▶ **Stored data entries**
_____

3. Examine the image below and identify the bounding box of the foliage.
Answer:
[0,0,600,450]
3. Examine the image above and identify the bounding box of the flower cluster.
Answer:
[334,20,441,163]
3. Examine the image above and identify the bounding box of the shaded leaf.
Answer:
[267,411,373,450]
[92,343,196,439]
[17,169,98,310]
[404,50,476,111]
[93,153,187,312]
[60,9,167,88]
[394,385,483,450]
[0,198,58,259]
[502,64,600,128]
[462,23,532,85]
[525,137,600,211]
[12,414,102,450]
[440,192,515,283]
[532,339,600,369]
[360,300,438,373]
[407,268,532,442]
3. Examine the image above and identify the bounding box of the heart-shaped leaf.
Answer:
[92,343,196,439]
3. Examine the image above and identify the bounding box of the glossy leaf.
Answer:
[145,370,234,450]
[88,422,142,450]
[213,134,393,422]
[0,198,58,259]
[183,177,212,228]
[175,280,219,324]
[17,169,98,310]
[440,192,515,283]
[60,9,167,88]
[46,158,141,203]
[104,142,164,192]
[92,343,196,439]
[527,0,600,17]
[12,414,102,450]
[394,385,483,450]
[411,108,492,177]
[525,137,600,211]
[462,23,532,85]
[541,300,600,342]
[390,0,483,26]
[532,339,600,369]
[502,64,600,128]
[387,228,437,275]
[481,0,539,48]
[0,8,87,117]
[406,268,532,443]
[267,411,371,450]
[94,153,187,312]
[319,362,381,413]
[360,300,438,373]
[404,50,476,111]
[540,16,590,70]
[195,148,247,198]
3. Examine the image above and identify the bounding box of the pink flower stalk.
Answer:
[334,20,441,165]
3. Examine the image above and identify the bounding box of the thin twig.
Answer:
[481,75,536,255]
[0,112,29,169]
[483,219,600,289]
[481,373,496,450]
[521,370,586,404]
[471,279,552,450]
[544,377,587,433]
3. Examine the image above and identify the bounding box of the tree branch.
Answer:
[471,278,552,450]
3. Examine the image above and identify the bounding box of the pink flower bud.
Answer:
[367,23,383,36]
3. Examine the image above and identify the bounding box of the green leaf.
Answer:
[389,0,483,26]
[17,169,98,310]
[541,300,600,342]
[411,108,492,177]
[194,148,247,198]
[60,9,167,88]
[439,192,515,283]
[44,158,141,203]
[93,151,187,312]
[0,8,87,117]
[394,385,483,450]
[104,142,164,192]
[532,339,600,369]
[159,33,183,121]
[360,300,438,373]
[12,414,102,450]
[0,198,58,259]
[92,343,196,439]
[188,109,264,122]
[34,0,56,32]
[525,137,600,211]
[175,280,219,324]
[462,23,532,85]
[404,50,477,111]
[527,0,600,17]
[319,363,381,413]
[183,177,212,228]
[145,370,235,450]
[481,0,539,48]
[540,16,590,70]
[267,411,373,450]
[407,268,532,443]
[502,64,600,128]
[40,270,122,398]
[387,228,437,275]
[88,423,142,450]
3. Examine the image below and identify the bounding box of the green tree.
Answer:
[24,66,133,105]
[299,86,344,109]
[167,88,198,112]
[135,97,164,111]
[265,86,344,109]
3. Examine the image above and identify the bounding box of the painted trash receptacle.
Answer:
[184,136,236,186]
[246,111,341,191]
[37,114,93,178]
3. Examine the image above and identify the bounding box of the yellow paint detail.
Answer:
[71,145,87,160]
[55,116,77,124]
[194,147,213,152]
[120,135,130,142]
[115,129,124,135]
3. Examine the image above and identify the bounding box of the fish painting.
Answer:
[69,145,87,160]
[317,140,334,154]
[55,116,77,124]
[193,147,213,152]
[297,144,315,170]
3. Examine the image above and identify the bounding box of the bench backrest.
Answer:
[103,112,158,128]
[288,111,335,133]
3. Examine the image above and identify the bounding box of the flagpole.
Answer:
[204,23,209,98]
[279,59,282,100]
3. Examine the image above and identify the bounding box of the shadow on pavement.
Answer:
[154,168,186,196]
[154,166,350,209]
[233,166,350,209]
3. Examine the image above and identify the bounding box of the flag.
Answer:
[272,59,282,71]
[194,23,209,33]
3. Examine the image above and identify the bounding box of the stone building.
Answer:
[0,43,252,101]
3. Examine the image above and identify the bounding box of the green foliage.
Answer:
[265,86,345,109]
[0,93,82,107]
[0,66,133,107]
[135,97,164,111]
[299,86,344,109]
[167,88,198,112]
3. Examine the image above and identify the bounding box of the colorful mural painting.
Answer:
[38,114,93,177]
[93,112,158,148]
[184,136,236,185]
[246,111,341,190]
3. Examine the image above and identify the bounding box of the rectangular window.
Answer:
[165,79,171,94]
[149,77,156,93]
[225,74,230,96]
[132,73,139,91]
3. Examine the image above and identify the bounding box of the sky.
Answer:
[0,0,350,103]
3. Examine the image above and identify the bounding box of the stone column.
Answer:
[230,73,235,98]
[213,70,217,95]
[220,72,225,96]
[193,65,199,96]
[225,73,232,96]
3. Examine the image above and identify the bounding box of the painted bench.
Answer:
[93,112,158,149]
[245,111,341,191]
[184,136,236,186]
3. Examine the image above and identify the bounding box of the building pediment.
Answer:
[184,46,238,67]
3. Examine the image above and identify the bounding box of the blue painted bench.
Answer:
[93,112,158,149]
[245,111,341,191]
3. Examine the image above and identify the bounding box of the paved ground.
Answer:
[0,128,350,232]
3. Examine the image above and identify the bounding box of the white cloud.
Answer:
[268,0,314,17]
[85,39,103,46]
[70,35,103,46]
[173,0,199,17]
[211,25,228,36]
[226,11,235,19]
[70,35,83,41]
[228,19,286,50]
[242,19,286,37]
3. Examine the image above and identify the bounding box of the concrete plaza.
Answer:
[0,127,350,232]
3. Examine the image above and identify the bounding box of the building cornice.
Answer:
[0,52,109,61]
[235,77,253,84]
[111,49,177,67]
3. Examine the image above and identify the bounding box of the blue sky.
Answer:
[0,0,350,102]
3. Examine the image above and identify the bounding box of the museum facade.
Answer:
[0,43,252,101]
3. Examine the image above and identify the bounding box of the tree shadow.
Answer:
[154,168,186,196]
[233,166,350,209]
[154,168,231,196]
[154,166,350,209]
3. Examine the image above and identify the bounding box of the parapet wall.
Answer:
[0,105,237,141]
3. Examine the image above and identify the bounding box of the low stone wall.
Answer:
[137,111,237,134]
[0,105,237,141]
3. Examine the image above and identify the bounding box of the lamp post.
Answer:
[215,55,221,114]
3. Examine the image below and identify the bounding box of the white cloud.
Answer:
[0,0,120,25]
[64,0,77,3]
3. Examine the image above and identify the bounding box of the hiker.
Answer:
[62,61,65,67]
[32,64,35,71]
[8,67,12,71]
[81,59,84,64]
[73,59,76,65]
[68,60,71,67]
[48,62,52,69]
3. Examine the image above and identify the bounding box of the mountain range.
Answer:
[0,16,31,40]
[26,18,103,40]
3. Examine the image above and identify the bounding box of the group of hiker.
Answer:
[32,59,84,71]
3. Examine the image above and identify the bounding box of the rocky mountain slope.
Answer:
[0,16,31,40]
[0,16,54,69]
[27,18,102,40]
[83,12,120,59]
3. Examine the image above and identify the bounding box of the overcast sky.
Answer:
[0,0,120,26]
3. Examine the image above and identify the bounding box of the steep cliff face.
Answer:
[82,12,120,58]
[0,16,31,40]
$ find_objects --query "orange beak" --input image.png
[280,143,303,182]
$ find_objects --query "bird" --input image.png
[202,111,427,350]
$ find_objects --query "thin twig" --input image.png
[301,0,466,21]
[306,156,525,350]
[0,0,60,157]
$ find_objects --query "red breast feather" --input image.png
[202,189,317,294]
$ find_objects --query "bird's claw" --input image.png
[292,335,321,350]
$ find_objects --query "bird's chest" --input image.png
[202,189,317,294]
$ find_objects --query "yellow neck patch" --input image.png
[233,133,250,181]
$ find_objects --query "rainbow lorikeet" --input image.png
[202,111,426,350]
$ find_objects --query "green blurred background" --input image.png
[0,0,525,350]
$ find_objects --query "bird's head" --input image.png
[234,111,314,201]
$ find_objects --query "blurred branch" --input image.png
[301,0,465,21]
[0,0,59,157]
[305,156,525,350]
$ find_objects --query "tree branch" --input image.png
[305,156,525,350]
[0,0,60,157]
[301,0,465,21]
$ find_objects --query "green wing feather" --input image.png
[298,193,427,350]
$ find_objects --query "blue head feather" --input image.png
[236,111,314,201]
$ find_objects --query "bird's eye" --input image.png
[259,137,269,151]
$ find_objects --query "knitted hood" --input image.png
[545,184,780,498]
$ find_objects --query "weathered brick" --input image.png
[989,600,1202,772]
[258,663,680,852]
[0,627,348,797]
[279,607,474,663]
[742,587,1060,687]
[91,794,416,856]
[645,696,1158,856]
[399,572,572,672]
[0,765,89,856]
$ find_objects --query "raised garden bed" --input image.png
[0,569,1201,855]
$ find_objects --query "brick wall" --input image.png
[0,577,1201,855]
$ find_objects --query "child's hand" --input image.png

_____

▶ **JOB**
Turn the records into a JSON list of strings with one string per line and no blank lines, beginning at the very first line and stopping after the line that contains "[367,23,383,36]".

▶ **FINISHED TASK**
[
  "3. Examine the image below and identify the bounding box of the foliage.",
  "Answer:",
  "[0,0,600,450]",
  "3. Examine the image above and identify the bounding box of the flower cluster.",
  "Answer:",
  "[334,20,441,163]",
  "3. Examine the image above and identify the bounding box of the shaded leaf.",
  "Answer:",
  "[267,411,373,450]",
  "[92,343,196,439]",
  "[17,169,98,310]",
  "[404,50,476,111]",
  "[93,153,187,312]",
  "[60,9,167,88]",
  "[394,385,483,450]",
  "[0,198,58,259]",
  "[502,64,600,128]",
  "[462,23,532,85]",
  "[525,137,600,211]",
  "[12,414,102,450]",
  "[440,192,515,283]",
  "[532,339,600,369]",
  "[360,300,438,373]",
  "[407,268,532,442]",
  "3. Examine the image above and identify the bounding box of the heart-shaped leaf.",
  "Answer:",
  "[92,343,196,439]",
  "3. Examine the image above and identify the bounding box of the glossy leaf.",
  "Answer:",
  "[145,370,234,450]",
  "[88,422,142,450]",
  "[213,134,393,422]",
  "[0,198,58,259]",
  "[183,177,212,228]",
  "[175,280,219,324]",
  "[17,169,98,310]",
  "[440,192,515,283]",
  "[60,9,167,88]",
  "[46,158,141,203]",
  "[104,142,164,192]",
  "[92,343,196,439]",
  "[527,0,600,17]",
  "[12,414,102,450]",
  "[394,385,483,450]",
  "[411,108,492,177]",
  "[525,137,600,211]",
  "[462,23,532,85]",
  "[541,300,600,342]",
  "[390,0,483,26]",
  "[532,339,600,369]",
  "[502,64,600,128]",
  "[387,228,437,275]",
  "[481,0,539,48]",
  "[0,8,87,117]",
  "[406,268,532,443]",
  "[267,411,371,450]",
  "[94,153,187,312]",
  "[319,362,381,413]",
  "[360,300,438,373]",
  "[404,50,476,111]",
  "[540,16,590,70]",
  "[195,148,247,198]",
  "3. Examine the image above and identify the bounding box of the pink flower stalk.",
  "Answer:",
  "[334,20,441,165]",
  "3. Examine the image above and identify the bounding box of the thin twig.",
  "Answer:",
  "[481,75,536,255]",
  "[0,112,29,169]",
  "[483,219,600,289]",
  "[481,373,496,450]",
  "[521,370,586,404]",
  "[471,279,552,450]",
  "[544,377,587,433]",
  "3. Examine the image above and identify the bounding box of the tree branch.",
  "Answer:",
  "[471,278,552,450]",
  "3. Examine the image above and identify the bounding box of the pink flower bud.",
  "Answer:",
  "[367,23,383,36]"
]